**What you have to do**
Render the listing below as a numbered list, one entry per line, omitting any blank lines.

**Entries provided**

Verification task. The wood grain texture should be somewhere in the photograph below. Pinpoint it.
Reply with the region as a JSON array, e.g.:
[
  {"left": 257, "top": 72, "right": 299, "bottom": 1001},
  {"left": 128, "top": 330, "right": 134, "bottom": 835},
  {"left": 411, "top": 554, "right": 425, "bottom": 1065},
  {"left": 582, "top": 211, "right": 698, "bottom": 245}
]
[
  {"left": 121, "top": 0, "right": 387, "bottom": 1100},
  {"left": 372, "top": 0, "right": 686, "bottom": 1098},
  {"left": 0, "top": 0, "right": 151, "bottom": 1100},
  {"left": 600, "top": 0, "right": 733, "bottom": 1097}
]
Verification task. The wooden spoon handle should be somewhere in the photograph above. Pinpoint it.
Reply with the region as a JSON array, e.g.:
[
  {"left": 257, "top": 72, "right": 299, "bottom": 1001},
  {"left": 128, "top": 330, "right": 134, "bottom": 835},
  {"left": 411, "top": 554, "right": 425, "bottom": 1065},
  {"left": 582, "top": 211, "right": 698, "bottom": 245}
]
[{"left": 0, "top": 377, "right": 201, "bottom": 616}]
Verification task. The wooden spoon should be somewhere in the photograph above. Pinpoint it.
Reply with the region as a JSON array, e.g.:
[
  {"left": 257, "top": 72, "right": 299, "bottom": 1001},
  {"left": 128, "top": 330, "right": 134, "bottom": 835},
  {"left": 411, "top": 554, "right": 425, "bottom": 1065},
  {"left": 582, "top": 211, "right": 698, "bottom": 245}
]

**Result**
1. Verification task. The wood grain texture should be somewhere in the photograph below. Pinpoint it.
2. Reply with the region as a JSON array, e.g.:
3. [
4.   {"left": 257, "top": 72, "right": 299, "bottom": 1001},
5.   {"left": 128, "top": 330, "right": 134, "bottom": 835},
6.   {"left": 411, "top": 554, "right": 425, "bottom": 1065},
7.   {"left": 582, "top": 211, "right": 698, "bottom": 245}
8. ]
9. [
10.   {"left": 121, "top": 0, "right": 387, "bottom": 1100},
11.   {"left": 372, "top": 0, "right": 686, "bottom": 1098},
12.   {"left": 0, "top": 0, "right": 151, "bottom": 1100},
13.   {"left": 600, "top": 0, "right": 733, "bottom": 1097}
14. ]
15. Verification task. The wooden spoon handle should be somewhere in the photograph above. Pinpoint it.
16. Reply with the region as a JSON array, e.g.:
17. [
18.   {"left": 257, "top": 72, "right": 299, "bottom": 1001},
19.   {"left": 128, "top": 330, "right": 134, "bottom": 835},
20.   {"left": 411, "top": 554, "right": 425, "bottom": 1065},
21.   {"left": 582, "top": 211, "right": 698, "bottom": 245}
22. ]
23. [{"left": 0, "top": 377, "right": 201, "bottom": 616}]
24. Verification task. The wooden spoon should be somewhere in the photograph above. Pinpoint it.
25. Reply with the region as a JSON array, e.g.:
26. [
27.   {"left": 257, "top": 72, "right": 299, "bottom": 1001},
28.   {"left": 128, "top": 330, "right": 134, "bottom": 835},
29.   {"left": 411, "top": 554, "right": 425, "bottom": 1065},
30.   {"left": 582, "top": 211, "right": 698, "bottom": 245}
31. ]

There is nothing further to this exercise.